The change is temporary, linked to Arabesque: Arts of the Arab World, the festival of culture from nearly two dozen Arab countries that is filling the center’s theaters and public spaces from late February through much of March.

Symbolism is at work here. Whereas the souk historically was the terminus for caravans and travelers who transported their products across the North African and Middle Eastern landscape, this souk in America’s capital city is the terminus for some 800 artists, many of whom have traveled vast distances to participate in this rare cultural event.

From theatrical monologues to musical ensembles, from adaptations of classical drama to cutting-edge dance, from whirling dervishes to hip-hop, and from the sound of the oud (an Arab stringed instrument) to fusion, plus fashion and food, the range is considerable.

“For me, these are all windows onto the culture of the region,” said Alicia Adams, Kennedy Center vice president for international programming and dance.

Adams spent most of the past 10 years planning the event, traveling to more than a dozen countries for first-hand research. From the outset, it was clear that potential festival performers had to meet the artistic standards of the center, and that the works themselves had to be authentic reflections of the national cultures of their creators.

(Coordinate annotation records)
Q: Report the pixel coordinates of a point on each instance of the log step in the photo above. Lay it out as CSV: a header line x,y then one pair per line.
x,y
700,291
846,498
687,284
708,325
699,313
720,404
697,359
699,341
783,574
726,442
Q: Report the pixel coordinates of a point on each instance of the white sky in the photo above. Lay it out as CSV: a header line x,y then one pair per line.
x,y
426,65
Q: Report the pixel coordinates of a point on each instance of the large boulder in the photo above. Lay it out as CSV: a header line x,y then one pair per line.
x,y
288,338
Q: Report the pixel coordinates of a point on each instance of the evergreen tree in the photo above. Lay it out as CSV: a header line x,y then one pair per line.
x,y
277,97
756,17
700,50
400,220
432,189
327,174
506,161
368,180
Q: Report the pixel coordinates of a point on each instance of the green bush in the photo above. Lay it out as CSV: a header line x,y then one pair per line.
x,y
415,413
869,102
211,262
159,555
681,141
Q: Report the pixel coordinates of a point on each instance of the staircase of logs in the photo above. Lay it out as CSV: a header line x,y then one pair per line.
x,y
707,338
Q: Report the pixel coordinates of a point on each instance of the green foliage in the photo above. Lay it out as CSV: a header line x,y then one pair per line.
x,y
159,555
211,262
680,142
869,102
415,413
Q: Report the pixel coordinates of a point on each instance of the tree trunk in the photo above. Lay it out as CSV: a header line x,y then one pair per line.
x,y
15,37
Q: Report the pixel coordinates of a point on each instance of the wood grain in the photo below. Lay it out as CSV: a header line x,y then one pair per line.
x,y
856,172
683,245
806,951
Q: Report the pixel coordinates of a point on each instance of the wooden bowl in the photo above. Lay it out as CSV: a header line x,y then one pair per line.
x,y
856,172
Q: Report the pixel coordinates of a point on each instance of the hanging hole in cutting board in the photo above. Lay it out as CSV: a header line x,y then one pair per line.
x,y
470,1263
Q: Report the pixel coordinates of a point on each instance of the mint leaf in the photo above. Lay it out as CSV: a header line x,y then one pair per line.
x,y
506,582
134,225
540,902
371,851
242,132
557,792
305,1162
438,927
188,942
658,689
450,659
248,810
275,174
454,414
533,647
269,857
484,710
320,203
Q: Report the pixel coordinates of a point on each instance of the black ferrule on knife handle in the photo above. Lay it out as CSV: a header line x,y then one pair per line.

▶ **WORK TO COMPLETE**:
1. Reproduce verbatim the lines of the rows, starting at the line that contains "of the wooden" and ending with the final line of the rows.
2. Write the next part of the passage on the Arabesque festival at the Kennedy Center, beginning right after its final sentence.

▶ **OUTPUTS BY TASK**:
1.
Q: Report the pixel coordinates of a point on each instance of the wooden bowl in the photo above. Lay it out as CSV: a header line x,y then one pair per line.
x,y
856,172
Q: Report the pixel coordinates of a point on each instance of the hanging hole in cutting board in the photo above. Lay it out as CSV: a header line x,y then one pair per line.
x,y
470,1263
Q: Report the pixel coordinates of a point on each instance of the mint leaf in the photo above. Lay it out as CSV: a header line x,y then one pair per line.
x,y
506,582
134,225
540,902
371,851
242,132
557,792
305,1162
438,927
188,942
658,689
450,659
248,810
275,174
454,414
533,647
269,857
484,710
320,203
Q: Report the pixel coordinates of a point on each instance of the black ferrule on knife handle in the photo above. Lay it out as CSV: a header line x,y then one pair per line.

2.
In that light, the festival has a classical sensibility, bringing timeless traditions to American audiences that may not have been exposed to those perspectives. But new talent and new directions also are very much on view. One example of emerging talent is a young Iraqi pianist, Tami Meekoo, age 17, who performed at a free event in the center’s main foyer.

Eclectic

Another example is Moroccan choreographer Khalid Benghrib’s male contemporary dance troupe, Cie2k_far. Its performers were not trained as dancers, but Adams was determined to include the ensemble, even though it was, as she confessed, “totally unknown in this realm.” Her passion paid off; an enthusiastic review in The New York Times by that newspaper’s dance critic hailed the company for “a worldview that is eclectic, tolerant, good-humored and large-spirited.”

Among the attractions on view — from Syria’s Al-Farah Children’s Choir and Somali hip-hop artist K’NAAN to Lebanon’s Caracalla Dance Theatre (heralded by The Washington Post’s dance critic for its “heart-stealing style”) and the one-man stage show written by Algerian humorist Mourad Senouci and performed by Samir Bouanani — one of the more intriguing is “OMAN … O Man!”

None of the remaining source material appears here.